Aim 1
In the text on startup fundraising, what does love money financing correspond to?
Aim 2
Using the text on startup fundraising, explain why the R&D or pre-creation phase is a poor time to raise funds.
Aim 3
Carry on the text on startup fundraising after its final sentence.

Fundraising in the R&D or pre-creation phase of a startup
At this stage, the startup is still in the prototype or ideation phase. The timing of this phase does not facilitate successful fundraising because the company does not yet have performance indicators and enough customers to validate all the criteria on which the forecasts are based, such as the attractiveness of the product or the scalability of the sales cycle. Startups that raise funds at this stage do so either through venture capital funds, non-dilutive public financing such as grants or love money financing, which corresponds to the fact that close friends or family of the company’s managers become shareholders of the company. The vast majority of grants are awarded to technology startups that are in the innovation race.
Raising funds in the seed stage of a startup
During this phase, the startup has little traction in its market and sells its product or service to a few customers. Thus, the turnover is still low and especially, it is not stable and recurring.
The investor then takes a lot of risk by investing in the seed phase and aims to minimize them, which is why presenting the company in a complete and precise way around five criteria is essential.
The investor will look at who the founders are, which is why it is important to present a team of experts who work in cohesion with complementary skills.
Attention will be paid to the product, which must be interesting and provide some value through a credible offer.
Although still small, the investor will pay attention to the number of first customers and market traction, which will allow him to validate the whole business model.
The market study will allow the investor to better understand the company’s scope of action, its potential on the medium/long term to understand the strengths and opportunities it offers and possibly find weaknesses and threats before granting funding.
The ambition of the entrepreneurs will also be reviewed by focusing on past achievements and validating future plans through a complete and structured investor documentation.
However, it is important to have cash in the seed phase to finance marketing, communication and human resources that will allow the company to find its customers and continue its development. In the seed phase, many financing solutions are available: participatory financing, business angels or business angels’ clubs, public financing and seed funds.

Rows
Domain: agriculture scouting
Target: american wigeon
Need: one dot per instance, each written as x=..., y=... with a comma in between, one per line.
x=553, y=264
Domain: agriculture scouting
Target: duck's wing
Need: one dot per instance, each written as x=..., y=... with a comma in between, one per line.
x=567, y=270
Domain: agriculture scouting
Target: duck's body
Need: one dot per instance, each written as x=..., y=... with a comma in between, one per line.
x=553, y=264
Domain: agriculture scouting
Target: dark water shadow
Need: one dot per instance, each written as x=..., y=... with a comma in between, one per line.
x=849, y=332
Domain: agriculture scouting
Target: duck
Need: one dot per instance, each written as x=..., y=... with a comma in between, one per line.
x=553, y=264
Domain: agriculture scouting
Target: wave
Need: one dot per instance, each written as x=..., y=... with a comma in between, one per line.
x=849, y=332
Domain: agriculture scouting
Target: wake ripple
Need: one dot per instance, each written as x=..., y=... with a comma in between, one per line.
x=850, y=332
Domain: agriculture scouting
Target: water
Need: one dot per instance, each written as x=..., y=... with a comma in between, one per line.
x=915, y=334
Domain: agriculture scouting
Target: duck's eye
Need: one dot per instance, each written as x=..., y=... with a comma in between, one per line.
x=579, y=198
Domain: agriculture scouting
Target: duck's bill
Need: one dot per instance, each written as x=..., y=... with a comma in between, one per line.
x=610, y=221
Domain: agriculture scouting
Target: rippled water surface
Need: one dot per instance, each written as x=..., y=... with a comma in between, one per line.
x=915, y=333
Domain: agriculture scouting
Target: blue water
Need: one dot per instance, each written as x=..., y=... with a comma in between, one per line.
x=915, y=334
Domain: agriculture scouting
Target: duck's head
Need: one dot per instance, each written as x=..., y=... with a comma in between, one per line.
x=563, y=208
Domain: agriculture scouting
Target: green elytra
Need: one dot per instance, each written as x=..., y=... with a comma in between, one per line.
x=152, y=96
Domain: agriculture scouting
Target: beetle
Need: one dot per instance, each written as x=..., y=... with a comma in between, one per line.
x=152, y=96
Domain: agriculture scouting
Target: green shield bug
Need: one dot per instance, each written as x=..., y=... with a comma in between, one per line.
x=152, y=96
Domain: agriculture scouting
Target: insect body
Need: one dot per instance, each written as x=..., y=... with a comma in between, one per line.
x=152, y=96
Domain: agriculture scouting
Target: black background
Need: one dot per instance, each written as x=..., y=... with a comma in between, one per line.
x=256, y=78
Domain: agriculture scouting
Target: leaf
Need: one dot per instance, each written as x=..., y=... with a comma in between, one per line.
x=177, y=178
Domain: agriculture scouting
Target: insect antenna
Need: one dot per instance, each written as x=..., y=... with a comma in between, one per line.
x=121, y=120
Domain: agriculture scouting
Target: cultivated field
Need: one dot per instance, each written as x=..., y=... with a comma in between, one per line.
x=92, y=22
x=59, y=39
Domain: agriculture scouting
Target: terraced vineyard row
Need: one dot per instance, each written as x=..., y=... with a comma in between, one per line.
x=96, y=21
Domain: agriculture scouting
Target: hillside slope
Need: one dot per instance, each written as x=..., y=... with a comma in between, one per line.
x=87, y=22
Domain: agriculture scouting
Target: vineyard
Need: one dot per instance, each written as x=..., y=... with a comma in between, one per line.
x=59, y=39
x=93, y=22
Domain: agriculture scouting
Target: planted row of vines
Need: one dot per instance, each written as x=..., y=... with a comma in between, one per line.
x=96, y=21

Exercise output 1
Close friends or family of the company's managers becoming shareholders of the company.

Exercise output 2
At this stage the company does not yet have performance indicators or enough customers. Without them, it cannot validate the criteria its forecasts rest on, such as how attractive the product is or how well the sales cycle can scale.

Exercise output 3
Fundraising in the growth phase
In the growth phase, the startup has found its market and its revenues are recurring. Fundraising is useful to finance the growth (marketing, human resources) or the internationalization of the startup. In the growth phase, there are many ways to raise funds. There are corporate venture funds: the capital allocated by investors who will be minority shareholders of the company is provided without guarantee at a key moment in the company’s development. It will contribute to the increase of the company’s equity. We can also mention equity crowdfunding platforms (crowdequity), development capital funds, or public aid. At this stage, fundraising is easier because the startup has positive metrics and therefore the risk of losing money for investors is lower compared to the pre-creation and seed phases.
However, even if raising funds during this stage seems easier, it is important to remember that there are more requests for funding than offers of funding. Investors will naturally turn to the best-positioned projects that are the most differentiated and yield the best return on investment as quickly as possible.
Thus, fundraising takes place throughout the life of the startup and as many times as it needs financing to continue growing. However, depending on its stage of development, the available financing solutions are not the same.